--- RECORDS FOR THIS TASK ---

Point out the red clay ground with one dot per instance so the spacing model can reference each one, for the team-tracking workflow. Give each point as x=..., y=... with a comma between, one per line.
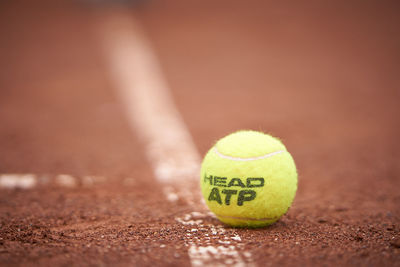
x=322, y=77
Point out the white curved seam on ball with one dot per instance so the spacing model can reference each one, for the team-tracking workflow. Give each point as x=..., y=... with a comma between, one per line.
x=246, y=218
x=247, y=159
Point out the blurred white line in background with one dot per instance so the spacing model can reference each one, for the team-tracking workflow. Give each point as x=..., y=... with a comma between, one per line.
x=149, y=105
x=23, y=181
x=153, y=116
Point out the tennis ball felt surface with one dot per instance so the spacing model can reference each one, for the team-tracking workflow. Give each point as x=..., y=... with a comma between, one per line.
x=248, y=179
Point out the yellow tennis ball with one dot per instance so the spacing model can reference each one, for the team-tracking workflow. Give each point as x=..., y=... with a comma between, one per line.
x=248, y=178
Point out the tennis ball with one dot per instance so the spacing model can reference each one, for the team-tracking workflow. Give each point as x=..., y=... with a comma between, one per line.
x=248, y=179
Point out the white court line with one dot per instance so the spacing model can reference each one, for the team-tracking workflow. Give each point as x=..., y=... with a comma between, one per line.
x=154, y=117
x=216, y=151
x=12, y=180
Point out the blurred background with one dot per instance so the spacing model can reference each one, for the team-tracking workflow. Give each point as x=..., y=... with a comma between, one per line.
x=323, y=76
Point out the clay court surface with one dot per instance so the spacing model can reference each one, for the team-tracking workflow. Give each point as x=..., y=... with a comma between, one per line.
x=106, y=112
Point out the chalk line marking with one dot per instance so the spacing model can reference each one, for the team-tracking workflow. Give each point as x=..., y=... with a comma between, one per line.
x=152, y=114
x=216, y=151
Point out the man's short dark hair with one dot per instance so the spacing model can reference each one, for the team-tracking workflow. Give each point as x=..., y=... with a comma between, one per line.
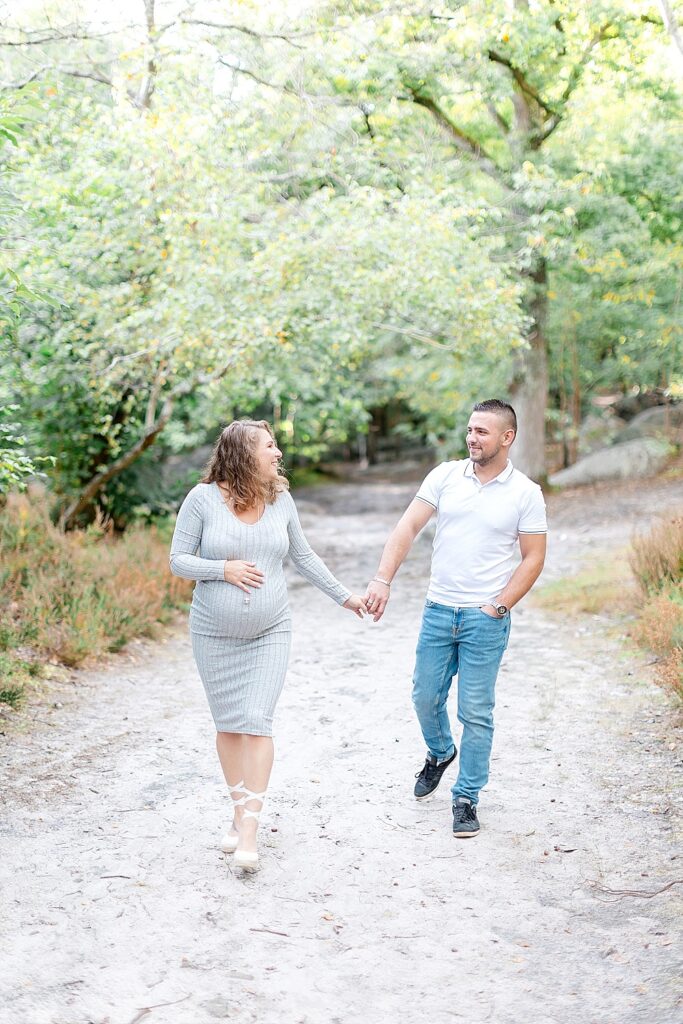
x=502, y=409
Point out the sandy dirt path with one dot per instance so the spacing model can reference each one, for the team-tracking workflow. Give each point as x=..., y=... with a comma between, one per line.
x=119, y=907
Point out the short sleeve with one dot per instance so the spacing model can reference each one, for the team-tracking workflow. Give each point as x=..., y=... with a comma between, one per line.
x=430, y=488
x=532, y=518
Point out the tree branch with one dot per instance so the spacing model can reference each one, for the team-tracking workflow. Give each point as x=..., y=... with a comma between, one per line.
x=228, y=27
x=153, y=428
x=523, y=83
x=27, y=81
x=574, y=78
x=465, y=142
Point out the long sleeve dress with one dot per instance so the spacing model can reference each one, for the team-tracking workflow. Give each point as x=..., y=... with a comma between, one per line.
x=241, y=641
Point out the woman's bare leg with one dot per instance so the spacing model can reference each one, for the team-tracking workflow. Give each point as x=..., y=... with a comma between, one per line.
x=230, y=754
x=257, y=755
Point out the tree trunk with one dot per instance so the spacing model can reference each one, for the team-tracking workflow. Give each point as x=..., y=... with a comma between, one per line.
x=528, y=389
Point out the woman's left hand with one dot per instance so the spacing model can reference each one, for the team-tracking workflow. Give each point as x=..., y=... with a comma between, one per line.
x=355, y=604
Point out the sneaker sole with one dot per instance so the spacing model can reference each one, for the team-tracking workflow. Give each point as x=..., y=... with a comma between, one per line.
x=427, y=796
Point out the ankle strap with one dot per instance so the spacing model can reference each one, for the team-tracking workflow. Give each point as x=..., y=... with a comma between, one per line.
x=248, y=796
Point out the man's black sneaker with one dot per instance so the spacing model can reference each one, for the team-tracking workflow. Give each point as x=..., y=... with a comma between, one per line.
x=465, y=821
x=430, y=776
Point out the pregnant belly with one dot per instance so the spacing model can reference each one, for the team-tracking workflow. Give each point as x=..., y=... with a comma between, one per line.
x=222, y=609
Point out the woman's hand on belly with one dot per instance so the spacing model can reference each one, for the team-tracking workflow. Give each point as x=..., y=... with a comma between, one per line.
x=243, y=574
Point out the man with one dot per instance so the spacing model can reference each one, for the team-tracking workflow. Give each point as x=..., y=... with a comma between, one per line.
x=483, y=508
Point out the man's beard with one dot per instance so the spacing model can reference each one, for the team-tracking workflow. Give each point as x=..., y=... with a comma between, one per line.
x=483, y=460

---
--- RECORDS FOR THIS TASK ---

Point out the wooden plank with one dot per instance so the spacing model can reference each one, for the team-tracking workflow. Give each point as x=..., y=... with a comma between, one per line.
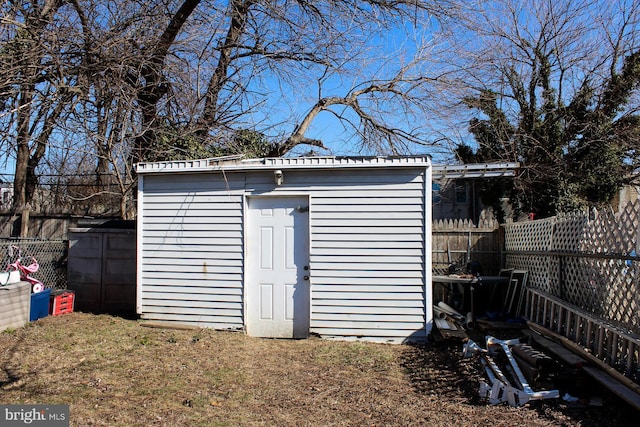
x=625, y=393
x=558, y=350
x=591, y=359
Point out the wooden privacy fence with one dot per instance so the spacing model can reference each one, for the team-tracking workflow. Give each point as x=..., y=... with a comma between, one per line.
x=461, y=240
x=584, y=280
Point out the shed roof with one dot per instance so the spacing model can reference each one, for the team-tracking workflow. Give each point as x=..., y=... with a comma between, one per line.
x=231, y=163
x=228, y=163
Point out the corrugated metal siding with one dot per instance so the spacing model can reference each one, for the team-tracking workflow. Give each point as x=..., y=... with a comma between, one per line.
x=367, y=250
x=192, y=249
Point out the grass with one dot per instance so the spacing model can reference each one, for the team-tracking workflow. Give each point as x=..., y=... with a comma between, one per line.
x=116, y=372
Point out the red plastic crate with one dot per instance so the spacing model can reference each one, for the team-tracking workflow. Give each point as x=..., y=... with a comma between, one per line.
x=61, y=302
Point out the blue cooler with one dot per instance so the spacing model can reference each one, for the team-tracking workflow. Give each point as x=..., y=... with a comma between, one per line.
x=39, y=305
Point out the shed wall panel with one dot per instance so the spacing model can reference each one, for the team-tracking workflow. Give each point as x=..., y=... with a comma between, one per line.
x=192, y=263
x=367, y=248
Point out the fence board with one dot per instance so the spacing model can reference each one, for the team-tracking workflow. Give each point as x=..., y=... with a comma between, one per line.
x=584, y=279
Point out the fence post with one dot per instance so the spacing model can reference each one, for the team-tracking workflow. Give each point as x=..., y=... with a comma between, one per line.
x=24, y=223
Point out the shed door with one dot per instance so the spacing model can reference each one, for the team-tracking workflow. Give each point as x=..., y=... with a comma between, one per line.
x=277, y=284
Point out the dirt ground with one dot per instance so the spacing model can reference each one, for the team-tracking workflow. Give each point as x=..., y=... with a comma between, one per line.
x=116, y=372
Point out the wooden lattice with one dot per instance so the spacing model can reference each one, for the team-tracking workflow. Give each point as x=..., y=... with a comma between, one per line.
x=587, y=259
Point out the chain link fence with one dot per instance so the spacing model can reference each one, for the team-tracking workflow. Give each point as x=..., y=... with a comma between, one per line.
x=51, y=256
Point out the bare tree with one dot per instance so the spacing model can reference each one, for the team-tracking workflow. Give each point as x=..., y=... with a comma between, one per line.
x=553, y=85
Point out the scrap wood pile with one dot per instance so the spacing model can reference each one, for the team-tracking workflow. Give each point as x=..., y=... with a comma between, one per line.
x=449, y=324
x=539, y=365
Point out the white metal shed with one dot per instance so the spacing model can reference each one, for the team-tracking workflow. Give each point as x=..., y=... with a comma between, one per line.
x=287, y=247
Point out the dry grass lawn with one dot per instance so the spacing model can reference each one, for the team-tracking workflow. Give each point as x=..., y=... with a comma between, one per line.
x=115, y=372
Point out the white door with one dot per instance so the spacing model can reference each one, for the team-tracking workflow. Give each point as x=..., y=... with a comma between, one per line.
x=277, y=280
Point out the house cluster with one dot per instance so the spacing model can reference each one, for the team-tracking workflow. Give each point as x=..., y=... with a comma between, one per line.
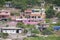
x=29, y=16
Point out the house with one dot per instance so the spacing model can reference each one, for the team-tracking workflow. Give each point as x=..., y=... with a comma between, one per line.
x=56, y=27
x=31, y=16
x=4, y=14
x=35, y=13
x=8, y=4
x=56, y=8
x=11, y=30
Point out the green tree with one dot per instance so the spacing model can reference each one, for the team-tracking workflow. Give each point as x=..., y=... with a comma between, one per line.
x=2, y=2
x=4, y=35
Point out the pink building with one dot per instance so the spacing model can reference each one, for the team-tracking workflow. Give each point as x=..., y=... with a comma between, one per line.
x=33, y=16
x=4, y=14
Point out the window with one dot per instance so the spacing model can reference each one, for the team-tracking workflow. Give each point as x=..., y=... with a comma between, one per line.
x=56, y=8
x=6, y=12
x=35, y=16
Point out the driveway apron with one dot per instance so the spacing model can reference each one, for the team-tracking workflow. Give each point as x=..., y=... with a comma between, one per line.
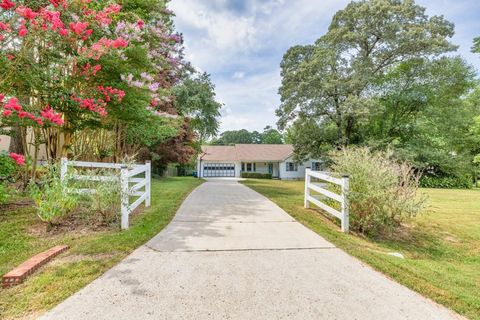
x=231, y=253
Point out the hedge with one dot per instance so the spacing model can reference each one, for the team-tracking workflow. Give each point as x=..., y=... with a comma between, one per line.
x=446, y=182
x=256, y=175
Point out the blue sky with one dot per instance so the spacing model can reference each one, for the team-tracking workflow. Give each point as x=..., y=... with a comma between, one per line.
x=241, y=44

---

- [REQUIRED TASK] Format the data as a JSON list of strings, one string per line and no blank lines, starting at the line that contains "Point out the white metal" and stopping after the line that contains "x=115, y=372".

- [WRITTEN RESPONSE]
[
  "Point out the white metal shed with one dot per instance so the spacing model can reference each one, for the team-tracking workflow. Give each point as x=..., y=... with a comma between, one per line.",
  "x=287, y=247",
  "Point out the dry grass lawn with one dot per instance so the spacing model can reference each one, for the team-tracking workflow. Give each point as x=..., y=... with a comma between, one per line.",
  "x=115, y=372"
]